===== Extract to read =====

Michael Bay took Good bands that I liked, and listen to and took a shit on them, by putting them in his movie

His Website ( I refuse to put a link to, because of what I’m about to say ) is basically Michael Bay Porn, It’s all pictures of himself with his million dollar cars, cheap whores, and mounds of coke

Drew Gregory

over 2 years ago

You have bad taste in music.

John Smith

over 2 years ago

Most of them are shit, but Linkon Park and Green Day have good songs.

Law

over 2 years ago

I have to side with Drew here.

No more Michael Bay on this site please, I beg of you, unless it is something substantial like a Freudian analysis of The Rock or something to that extent.

The Michael Ban, I think that’s what they called it.

Dylan Cassidy

over 2 years ago

The only good bands there are Green Day(shut up) and Cheap Trick.

bellwhe​ther

over 2 years ago

This soundtrack is gonna suck.

===== Extracted records =====

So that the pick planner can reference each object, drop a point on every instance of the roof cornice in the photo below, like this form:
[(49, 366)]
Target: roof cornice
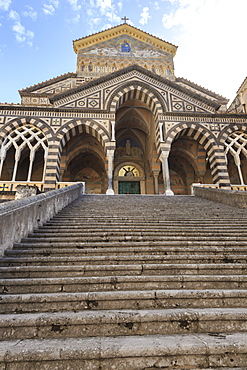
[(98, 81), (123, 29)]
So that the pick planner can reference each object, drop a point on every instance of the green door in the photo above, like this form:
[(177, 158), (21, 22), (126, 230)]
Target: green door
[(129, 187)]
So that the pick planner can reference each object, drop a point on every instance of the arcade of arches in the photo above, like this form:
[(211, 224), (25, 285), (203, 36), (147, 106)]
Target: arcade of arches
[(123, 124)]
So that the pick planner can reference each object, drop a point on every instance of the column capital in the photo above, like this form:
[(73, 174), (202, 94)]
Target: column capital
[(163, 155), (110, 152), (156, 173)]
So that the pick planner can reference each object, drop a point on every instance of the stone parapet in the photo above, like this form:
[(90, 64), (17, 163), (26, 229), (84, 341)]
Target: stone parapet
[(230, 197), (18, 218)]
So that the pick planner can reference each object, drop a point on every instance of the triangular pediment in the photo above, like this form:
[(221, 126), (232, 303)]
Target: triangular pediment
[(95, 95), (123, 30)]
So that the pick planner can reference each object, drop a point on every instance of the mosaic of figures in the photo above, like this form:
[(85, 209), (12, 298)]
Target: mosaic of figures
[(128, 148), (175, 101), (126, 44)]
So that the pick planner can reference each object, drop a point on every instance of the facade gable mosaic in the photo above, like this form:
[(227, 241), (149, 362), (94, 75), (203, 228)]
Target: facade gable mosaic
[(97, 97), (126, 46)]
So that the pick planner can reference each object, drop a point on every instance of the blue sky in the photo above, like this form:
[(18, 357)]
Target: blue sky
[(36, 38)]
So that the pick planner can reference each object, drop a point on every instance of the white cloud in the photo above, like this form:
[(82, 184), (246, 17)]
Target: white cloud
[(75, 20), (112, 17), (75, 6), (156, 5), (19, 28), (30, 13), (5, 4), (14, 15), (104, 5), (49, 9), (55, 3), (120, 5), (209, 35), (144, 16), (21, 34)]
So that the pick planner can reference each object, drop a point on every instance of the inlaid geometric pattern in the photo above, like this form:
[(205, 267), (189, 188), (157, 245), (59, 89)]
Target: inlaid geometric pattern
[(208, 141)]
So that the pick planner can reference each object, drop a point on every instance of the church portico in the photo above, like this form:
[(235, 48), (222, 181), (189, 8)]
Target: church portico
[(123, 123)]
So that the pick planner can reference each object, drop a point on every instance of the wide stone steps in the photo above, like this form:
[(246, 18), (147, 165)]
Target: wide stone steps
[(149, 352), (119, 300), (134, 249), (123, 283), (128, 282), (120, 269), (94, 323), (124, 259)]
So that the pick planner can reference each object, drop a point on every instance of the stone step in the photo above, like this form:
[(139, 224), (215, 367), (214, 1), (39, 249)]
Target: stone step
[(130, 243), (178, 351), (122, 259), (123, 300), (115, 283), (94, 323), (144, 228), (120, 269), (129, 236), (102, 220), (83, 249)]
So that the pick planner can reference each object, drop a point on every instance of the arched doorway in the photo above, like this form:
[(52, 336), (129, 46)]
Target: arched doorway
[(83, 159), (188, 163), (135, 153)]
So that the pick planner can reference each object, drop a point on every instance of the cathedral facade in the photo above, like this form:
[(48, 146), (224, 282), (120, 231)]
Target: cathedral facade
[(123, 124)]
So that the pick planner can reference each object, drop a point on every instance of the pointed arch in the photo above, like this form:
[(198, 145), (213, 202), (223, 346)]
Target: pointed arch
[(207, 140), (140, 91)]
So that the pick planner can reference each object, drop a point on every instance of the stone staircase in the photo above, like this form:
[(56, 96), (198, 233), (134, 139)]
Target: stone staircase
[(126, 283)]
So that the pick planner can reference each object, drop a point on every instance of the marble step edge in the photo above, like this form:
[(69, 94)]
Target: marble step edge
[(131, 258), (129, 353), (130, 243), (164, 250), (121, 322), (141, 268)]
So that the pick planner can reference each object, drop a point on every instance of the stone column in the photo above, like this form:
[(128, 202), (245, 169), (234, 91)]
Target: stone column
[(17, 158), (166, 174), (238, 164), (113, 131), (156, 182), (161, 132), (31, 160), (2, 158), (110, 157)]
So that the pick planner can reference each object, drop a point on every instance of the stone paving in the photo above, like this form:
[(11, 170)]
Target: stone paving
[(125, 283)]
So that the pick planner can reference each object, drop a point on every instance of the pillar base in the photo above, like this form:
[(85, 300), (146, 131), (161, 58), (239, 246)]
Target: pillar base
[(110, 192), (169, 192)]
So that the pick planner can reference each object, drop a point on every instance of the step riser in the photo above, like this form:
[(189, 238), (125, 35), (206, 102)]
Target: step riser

=====

* Brief
Reproduce the comment thread above between "You have bad" and "with Drew here.", inclusive.

* Answer below
You have bad taste in music.

John Smith

over 2 years ago

Most of them are shit, but Linkon Park and Green Day have good songs.

Law

over 2 years ago

I have to side with Drew here.